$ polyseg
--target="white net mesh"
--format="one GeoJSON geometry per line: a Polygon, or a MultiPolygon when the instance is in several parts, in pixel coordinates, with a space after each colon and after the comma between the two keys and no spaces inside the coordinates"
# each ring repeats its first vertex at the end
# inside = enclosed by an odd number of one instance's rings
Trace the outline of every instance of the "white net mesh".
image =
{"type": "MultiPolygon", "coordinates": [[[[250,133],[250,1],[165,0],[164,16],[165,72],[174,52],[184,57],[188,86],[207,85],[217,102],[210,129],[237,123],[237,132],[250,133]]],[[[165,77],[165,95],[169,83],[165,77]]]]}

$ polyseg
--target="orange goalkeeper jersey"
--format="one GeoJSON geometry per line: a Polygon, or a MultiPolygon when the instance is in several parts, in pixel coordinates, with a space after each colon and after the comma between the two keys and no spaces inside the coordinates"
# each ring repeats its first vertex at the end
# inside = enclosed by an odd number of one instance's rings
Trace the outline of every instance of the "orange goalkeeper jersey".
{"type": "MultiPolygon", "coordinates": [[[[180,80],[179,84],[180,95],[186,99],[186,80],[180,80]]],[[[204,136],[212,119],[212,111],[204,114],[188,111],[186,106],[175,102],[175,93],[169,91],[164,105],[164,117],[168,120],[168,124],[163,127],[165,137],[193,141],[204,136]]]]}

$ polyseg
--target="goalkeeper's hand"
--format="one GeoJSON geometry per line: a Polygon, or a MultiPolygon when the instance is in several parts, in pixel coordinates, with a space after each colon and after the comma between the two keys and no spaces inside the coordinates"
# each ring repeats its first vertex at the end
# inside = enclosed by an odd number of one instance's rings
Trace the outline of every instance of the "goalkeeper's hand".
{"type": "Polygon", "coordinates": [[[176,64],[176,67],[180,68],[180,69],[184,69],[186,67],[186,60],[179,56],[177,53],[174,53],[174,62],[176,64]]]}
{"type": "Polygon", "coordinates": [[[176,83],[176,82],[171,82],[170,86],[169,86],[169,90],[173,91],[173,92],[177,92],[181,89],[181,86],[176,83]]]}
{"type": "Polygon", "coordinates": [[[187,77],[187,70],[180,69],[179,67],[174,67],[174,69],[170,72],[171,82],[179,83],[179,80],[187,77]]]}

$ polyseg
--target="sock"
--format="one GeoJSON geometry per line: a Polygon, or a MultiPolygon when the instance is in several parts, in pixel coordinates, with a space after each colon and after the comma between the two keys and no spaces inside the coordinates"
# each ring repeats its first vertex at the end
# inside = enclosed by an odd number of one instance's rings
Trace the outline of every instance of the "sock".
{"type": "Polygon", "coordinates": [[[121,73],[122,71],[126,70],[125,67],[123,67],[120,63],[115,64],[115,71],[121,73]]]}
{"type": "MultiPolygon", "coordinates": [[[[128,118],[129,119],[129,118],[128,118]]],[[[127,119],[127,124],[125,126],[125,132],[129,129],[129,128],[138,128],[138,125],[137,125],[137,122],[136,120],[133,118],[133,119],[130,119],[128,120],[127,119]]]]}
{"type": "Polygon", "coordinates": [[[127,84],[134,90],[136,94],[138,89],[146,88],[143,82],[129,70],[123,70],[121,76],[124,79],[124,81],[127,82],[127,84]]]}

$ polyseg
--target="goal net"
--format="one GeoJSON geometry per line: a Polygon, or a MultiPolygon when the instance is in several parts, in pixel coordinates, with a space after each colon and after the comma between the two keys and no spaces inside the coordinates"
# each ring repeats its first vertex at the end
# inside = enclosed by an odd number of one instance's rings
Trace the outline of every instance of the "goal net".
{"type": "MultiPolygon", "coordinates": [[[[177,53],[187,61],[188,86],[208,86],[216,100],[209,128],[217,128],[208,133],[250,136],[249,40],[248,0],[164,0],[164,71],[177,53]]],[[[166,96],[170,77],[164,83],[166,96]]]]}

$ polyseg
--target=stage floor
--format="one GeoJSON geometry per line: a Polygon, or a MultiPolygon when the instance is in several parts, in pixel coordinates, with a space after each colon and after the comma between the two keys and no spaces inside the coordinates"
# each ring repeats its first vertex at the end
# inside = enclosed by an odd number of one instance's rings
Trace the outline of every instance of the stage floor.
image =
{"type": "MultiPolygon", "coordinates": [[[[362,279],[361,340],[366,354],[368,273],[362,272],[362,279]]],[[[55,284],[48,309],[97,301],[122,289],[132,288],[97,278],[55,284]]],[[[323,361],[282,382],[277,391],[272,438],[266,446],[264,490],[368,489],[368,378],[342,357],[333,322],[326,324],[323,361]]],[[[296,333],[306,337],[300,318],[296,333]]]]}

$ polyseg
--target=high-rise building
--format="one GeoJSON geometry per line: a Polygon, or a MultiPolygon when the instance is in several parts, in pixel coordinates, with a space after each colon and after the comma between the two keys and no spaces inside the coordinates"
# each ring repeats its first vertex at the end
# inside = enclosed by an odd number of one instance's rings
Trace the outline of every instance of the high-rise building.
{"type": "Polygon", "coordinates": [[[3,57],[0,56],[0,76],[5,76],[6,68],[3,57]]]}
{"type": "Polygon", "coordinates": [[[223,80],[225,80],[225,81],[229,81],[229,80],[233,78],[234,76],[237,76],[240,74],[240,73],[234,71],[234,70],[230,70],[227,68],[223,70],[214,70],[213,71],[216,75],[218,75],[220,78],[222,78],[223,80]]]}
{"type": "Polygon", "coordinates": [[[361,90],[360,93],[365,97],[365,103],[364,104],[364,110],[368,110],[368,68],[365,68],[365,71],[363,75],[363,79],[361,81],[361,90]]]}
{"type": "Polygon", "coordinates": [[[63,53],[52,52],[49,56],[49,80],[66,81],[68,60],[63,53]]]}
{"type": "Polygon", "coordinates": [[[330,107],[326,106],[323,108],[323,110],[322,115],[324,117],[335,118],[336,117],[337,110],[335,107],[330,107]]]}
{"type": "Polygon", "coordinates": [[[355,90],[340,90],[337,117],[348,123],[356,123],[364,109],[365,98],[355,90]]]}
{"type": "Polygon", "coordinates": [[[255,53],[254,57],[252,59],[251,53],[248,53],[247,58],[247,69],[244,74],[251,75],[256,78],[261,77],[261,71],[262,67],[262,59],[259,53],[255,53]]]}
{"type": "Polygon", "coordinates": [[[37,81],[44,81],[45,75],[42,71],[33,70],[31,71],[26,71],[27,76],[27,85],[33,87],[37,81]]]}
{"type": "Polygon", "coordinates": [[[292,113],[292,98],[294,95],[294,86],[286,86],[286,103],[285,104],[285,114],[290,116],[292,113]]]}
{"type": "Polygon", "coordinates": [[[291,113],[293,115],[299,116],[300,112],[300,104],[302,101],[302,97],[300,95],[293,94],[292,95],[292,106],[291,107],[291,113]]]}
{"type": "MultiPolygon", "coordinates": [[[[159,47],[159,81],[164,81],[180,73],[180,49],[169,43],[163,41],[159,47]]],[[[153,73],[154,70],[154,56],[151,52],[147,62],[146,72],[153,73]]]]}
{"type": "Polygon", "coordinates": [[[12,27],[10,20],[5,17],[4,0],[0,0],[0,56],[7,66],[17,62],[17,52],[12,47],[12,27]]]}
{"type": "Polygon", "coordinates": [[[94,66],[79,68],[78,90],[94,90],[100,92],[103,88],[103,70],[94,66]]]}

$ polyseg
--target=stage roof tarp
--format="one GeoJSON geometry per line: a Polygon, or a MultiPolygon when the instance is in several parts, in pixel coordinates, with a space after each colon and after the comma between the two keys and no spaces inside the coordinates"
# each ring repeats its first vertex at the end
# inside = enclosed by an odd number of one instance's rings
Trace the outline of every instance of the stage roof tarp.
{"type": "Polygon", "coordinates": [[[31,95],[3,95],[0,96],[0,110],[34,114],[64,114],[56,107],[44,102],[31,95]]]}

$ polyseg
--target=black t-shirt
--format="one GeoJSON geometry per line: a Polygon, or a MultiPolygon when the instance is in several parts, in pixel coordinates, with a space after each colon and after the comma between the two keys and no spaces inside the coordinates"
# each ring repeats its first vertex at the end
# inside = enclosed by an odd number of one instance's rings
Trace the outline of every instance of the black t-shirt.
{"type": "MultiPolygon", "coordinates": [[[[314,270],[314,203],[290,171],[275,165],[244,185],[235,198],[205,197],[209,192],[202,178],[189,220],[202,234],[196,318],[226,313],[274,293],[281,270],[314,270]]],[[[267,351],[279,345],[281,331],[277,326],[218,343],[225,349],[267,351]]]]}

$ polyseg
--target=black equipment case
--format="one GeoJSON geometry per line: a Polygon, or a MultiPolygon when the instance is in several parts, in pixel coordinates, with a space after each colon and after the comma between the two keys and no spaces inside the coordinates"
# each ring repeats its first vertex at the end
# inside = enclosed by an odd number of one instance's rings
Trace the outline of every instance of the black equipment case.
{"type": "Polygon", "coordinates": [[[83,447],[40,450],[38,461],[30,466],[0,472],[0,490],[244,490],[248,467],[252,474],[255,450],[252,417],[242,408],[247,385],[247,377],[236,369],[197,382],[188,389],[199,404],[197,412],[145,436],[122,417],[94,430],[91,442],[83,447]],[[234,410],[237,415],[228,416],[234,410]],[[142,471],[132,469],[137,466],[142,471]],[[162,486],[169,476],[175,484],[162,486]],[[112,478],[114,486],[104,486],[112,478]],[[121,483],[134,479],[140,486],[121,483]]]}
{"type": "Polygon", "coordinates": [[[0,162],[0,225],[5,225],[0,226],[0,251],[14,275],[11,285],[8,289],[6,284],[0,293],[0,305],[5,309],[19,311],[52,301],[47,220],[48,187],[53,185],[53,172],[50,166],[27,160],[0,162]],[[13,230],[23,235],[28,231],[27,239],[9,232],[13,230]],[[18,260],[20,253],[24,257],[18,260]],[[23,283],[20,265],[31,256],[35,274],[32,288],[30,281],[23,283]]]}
* * * * * * * * *
> **Exercise directions**
Locate each line in the items above that contains the string "target", and copy those lines.

> **Solution**
--target="white net mesh"
--target="orange goalkeeper jersey"
--target="goalkeeper's hand"
--target="sock"
--target="goal net"
--target=stage floor
--target=high-rise building
--target=stage roof tarp
--target=black t-shirt
--target=black equipment case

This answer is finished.